(WRITTEN TASK):
Rewrite the material below, replacing every occurrence of "in this photo" with "in the image" and leaving everything else unchanged. Omit the pictures from your rewritten version.

[Dataset entries]

....

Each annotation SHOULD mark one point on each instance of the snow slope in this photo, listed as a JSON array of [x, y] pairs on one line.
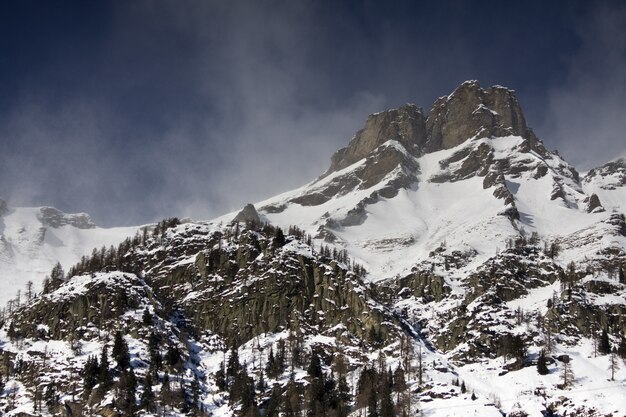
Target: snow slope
[[30, 246], [401, 231]]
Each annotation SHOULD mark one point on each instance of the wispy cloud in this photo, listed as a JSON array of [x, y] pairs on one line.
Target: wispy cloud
[[585, 118]]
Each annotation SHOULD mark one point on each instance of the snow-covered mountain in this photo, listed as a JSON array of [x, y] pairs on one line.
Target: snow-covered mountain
[[34, 239], [471, 176], [453, 248]]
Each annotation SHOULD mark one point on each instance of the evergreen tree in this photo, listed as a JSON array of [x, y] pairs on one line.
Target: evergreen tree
[[273, 403], [604, 346], [316, 389], [386, 403], [291, 400], [567, 375], [400, 386], [195, 392], [233, 368], [146, 318], [126, 389], [166, 394], [613, 363], [90, 374], [104, 376], [173, 356], [542, 364], [279, 238], [220, 378], [621, 350], [120, 351], [147, 396]]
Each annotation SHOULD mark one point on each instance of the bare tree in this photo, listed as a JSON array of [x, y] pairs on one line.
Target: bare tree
[[567, 375], [29, 290], [613, 363]]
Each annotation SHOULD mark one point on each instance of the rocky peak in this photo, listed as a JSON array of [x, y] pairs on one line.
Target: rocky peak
[[53, 217], [406, 125], [471, 111], [247, 214], [3, 207], [609, 176]]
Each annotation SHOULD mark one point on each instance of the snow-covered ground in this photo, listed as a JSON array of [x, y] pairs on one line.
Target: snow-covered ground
[[29, 248]]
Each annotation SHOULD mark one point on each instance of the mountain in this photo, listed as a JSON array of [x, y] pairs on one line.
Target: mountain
[[34, 239], [445, 263]]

....

(WRITTEN ANSWER):
Each annotation SHOULD mark one point on each instance of the snow slope in the image, listed as a JSON array of [x, y] pairs on one line.
Target: snow slope
[[30, 246], [401, 231]]
Each annotation SHOULD mark one point on each instance of the wispy cloud in the image, listed as a JSON array of [x, y] pairs on one line.
Target: wispy cloud
[[585, 118]]
Each annotation SHOULD mark one point on each instance of the snow-covered mountain in the image, listed as a JSON array of [x, y] pairs on one line.
Target: snow-covered mountain
[[34, 239], [471, 176], [453, 248]]
Each annotation SHOULD mark one point on each instance of the evergreen tree in the image, listed as a JSON array of [x, y] pairs on one line.
Target: evergreen tree
[[273, 403], [604, 346], [316, 389], [386, 403], [291, 400], [567, 375], [400, 386], [195, 392], [233, 368], [146, 318], [126, 389], [166, 394], [613, 363], [90, 374], [104, 376], [173, 356], [542, 364], [279, 238], [220, 378], [621, 350], [120, 351], [147, 396]]
Each annotation SHOULD mark one point on each instance of the bare tree in the image, listed as a JSON array of [x, y] pairs on one line.
Target: bare tree
[[567, 375], [29, 290], [613, 363]]
Each annotation SHOULD mark one point on each instance of the rocky peak in the image, listed as a JSON array of [x, y] pairs on one line.
Target: rocky peak
[[53, 217], [406, 125], [471, 111], [247, 214], [3, 207], [609, 176]]
Each annotation SHOULD mark one point on each instance of the snow-covered ground in the image, listed as a JSON array of [x, y] pairs on one line.
Target: snow-covered ground
[[29, 248]]
Each annotation SHOULD mark one point on each instance of the mountain in the image, listed as a JSON array of [x, y] pairs on one line.
Target: mountain
[[34, 239], [445, 263]]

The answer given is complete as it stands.